## REQUIREMENTS
Print every one of the records below word for word, with no changes.

begin STORED DATA

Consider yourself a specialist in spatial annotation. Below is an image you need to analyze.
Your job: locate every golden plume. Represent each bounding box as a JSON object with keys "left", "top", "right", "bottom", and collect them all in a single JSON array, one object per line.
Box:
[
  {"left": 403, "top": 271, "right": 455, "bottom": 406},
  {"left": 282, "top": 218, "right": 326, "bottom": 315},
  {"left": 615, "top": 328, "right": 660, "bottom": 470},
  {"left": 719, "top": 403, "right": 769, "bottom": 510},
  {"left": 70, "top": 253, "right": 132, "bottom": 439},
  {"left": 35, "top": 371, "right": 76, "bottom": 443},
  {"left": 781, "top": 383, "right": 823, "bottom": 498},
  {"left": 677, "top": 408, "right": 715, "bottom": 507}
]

end STORED DATA

## TASK ANSWER
Consider yourself a specialist in spatial annotation. Below is an image you need to analyze.
Your job: locate every golden plume. Represent each bounding box as a JSON object with keys "left", "top", "right", "bottom", and collect them all in a single JSON array, one object per line.
Box:
[
  {"left": 403, "top": 271, "right": 455, "bottom": 406},
  {"left": 282, "top": 218, "right": 326, "bottom": 315},
  {"left": 615, "top": 328, "right": 660, "bottom": 470},
  {"left": 719, "top": 403, "right": 769, "bottom": 510},
  {"left": 70, "top": 253, "right": 132, "bottom": 439},
  {"left": 35, "top": 371, "right": 76, "bottom": 443},
  {"left": 781, "top": 383, "right": 823, "bottom": 498},
  {"left": 677, "top": 408, "right": 715, "bottom": 507}
]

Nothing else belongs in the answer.